Piano-Mode is a minor mode for Emacs that turns your keyboard into a “piano” keyboard. It is modeled after the same behavior commonly included in music trackers or digital audio workstations. Each “note on” (piano key press) event is sent to the function specified by the piano-key-down-function variable, and each “note off” is sent to the function specified by piano-key-up-function. See the included piano-mode-cl-collider.el for an example of functions that could be set for these variables.

Example Configuration

Using use-package to load piano-mode and the piano-mode-cl-collider functionality:

(use-package piano-mode
  :custom
  (piano-key-down-function 'piano-cl-collider-play-note)
  (piano-key-up-function 'piano-cl-collider-release-note)
  :bind (("C-c k" . piano-mode)
         :map piano-mode-map
         ("\\" . piano-cl-collider-change-instrument)
         ("|" . piano-cl-collider-change-parameters))
  :config
  (require 'piano-mode-cl-collider))

Caveats

Since (to the best of my knowledge) Emacs does not provide any way to differentiate between a user’s keystrokes and OS-generated key repeat events, and doesn’t expose key release events to Elisp at all, this mode uses the time between events to determine whether a key is still “pressed”. Obviously, this is a very hacky solution, so expect glitchy behavior to occur sometimes. You may want to tune the piano-key-repeat-delay and piano-key-repeat-rate variables based on your OS settings.

• Excerpted records
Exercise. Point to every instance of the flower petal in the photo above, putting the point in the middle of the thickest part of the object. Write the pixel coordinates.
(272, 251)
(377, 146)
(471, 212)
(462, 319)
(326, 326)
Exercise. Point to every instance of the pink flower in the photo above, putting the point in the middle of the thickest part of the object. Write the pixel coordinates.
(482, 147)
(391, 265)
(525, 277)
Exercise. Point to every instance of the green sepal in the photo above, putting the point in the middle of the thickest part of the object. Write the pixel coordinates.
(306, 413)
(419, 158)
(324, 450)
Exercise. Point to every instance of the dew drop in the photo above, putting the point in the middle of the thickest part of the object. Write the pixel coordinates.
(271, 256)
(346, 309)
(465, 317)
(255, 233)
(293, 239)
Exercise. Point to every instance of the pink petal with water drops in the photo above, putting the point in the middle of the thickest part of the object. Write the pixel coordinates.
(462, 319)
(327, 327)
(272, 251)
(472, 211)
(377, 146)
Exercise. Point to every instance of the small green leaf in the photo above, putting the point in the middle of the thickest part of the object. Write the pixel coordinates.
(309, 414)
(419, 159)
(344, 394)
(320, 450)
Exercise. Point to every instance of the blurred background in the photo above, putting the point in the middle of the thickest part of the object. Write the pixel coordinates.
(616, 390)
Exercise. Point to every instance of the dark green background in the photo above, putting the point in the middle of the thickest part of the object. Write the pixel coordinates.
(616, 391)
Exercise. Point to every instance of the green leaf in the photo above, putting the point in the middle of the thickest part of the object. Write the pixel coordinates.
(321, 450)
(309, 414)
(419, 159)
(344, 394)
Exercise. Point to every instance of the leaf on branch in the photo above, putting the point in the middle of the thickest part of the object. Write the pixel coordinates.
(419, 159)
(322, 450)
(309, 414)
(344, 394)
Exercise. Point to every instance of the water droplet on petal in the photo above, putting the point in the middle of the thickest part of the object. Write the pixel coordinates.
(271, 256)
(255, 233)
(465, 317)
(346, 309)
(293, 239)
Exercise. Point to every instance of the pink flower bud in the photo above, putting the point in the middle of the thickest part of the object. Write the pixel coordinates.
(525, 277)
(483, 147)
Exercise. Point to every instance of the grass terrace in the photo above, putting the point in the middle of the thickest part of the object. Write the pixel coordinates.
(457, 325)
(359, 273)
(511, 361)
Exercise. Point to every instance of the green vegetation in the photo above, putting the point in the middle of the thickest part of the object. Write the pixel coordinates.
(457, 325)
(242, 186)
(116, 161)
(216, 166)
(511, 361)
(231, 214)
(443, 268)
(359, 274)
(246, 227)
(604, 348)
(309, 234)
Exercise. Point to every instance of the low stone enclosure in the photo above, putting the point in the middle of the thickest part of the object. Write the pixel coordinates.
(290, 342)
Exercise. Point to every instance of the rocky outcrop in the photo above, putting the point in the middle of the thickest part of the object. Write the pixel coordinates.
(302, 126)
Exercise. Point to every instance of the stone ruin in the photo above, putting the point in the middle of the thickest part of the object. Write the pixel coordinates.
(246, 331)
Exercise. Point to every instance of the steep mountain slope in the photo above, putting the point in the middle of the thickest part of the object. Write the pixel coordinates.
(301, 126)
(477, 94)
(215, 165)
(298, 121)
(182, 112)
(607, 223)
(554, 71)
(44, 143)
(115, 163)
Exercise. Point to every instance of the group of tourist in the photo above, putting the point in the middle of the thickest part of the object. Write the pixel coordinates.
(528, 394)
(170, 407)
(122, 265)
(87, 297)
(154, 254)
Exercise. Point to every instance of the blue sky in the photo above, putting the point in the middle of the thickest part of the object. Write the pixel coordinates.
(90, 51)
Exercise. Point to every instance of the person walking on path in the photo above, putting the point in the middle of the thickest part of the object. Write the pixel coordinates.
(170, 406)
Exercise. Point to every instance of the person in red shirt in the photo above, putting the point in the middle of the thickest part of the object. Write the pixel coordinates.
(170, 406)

• Task requirements
a) In the Piano-Mode text, which variable names the function that receives each "note off" event?
b) Retype the stretch of the Piano-Mode text that opens with the words containing "Using use-package to" and closes with "(piano-key-up-function 'piano-cl-collider-release-note)".

• Answers for the exercise
a) piano-key-up-function

b)
Using use-package to load piano-mode and the piano-mode-cl-collider functionality:

(use-package piano-mode
  :custom
  (piano-key-down-function 'piano-cl-collider-play-note)
  (piano-key-up-function 'piano-cl-collider-release-note)